DATASET EXCERPTS:

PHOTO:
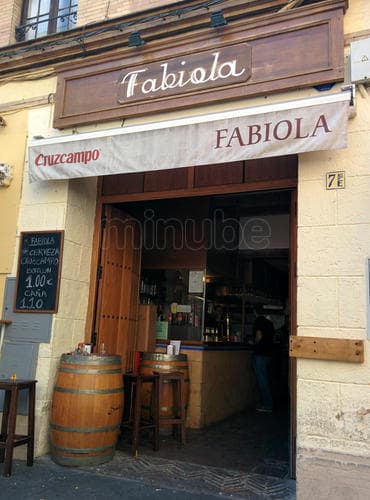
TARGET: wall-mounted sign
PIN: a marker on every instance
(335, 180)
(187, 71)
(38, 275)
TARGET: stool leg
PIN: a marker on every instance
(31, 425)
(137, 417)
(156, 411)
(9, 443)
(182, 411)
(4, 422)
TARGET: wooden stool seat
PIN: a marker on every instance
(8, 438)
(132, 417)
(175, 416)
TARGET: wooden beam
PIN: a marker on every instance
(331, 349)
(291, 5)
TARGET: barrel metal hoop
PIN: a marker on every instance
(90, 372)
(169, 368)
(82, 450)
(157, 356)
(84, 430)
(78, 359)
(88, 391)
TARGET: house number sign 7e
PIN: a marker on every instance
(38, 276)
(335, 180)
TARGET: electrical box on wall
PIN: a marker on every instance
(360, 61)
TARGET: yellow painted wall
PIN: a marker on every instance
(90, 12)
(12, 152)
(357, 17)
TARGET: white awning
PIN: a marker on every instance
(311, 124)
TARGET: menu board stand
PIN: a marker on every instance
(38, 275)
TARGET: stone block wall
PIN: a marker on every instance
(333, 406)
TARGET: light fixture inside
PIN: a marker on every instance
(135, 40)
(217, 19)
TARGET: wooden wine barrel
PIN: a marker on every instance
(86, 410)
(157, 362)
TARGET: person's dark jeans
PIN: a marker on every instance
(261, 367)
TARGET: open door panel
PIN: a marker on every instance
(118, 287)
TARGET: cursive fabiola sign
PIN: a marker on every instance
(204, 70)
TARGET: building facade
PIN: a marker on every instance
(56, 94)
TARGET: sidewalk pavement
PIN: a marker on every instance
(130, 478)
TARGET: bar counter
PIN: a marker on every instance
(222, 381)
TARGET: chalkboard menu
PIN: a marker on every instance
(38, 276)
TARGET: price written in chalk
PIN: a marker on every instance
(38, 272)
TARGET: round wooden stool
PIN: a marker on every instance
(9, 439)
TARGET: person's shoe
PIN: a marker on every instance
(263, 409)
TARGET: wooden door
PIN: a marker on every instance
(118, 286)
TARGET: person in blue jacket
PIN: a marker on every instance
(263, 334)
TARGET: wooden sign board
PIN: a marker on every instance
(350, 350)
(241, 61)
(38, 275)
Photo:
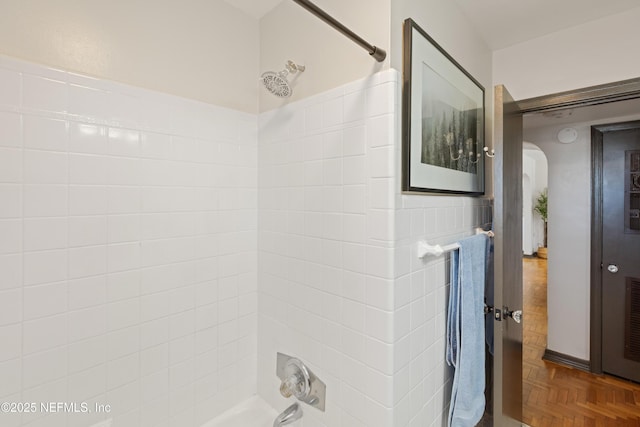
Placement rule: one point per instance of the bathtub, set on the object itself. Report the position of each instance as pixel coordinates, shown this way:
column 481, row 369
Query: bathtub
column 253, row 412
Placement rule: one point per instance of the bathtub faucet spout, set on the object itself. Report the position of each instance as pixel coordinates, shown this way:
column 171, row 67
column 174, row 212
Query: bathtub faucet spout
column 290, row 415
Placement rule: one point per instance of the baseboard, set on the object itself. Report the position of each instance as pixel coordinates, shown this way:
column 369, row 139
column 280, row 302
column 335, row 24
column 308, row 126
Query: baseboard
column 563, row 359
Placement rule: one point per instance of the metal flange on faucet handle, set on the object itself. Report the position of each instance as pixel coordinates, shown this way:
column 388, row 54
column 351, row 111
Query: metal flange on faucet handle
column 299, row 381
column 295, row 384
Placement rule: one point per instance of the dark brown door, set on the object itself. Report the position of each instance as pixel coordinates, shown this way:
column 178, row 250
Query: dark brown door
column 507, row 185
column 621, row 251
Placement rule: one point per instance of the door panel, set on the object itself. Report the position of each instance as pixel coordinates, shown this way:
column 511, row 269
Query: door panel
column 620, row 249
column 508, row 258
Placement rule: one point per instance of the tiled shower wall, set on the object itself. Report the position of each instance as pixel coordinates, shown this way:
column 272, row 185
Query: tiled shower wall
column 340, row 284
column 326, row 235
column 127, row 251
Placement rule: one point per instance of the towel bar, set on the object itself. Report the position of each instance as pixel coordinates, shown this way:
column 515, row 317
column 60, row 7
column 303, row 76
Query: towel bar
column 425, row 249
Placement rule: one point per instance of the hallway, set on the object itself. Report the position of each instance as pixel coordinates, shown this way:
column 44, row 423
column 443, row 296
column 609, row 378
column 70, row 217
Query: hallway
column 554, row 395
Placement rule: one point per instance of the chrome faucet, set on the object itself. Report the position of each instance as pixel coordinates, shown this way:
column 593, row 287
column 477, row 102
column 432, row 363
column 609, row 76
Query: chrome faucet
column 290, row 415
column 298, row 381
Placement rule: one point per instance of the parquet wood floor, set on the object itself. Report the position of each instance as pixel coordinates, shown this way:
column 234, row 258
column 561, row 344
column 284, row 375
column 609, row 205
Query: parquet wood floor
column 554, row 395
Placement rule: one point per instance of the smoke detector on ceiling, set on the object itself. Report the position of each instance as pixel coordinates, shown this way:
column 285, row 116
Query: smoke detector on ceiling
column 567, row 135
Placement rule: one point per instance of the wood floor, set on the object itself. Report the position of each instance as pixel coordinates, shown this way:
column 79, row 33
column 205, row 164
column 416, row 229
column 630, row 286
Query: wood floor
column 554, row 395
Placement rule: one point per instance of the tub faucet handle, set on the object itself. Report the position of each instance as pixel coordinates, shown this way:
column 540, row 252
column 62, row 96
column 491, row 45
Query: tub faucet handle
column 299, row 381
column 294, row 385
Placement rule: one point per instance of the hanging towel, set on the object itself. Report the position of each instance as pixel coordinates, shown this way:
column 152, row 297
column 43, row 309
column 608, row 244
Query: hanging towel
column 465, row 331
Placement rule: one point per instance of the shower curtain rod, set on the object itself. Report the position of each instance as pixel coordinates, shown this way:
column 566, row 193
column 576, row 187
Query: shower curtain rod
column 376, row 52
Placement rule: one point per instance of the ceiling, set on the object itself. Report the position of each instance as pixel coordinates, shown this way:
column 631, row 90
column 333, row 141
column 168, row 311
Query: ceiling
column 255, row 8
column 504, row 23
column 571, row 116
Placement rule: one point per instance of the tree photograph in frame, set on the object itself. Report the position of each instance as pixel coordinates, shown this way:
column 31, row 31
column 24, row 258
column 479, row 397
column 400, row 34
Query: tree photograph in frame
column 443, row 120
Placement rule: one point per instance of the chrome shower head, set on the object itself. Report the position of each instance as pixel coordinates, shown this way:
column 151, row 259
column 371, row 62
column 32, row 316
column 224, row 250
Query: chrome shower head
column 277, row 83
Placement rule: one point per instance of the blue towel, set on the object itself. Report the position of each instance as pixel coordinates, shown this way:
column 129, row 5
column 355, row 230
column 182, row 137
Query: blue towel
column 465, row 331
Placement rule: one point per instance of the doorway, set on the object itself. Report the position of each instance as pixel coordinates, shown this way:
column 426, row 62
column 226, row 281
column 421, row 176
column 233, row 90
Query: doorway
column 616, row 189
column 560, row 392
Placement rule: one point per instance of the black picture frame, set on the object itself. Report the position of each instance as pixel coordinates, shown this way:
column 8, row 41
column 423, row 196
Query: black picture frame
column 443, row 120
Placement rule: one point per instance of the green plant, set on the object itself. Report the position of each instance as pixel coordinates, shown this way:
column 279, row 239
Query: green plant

BRIEF: Extract all lines of the records above that include "barrel".

ANSWER SECTION:
TARGET: barrel metal hoop
TARGET: wooden wine barrel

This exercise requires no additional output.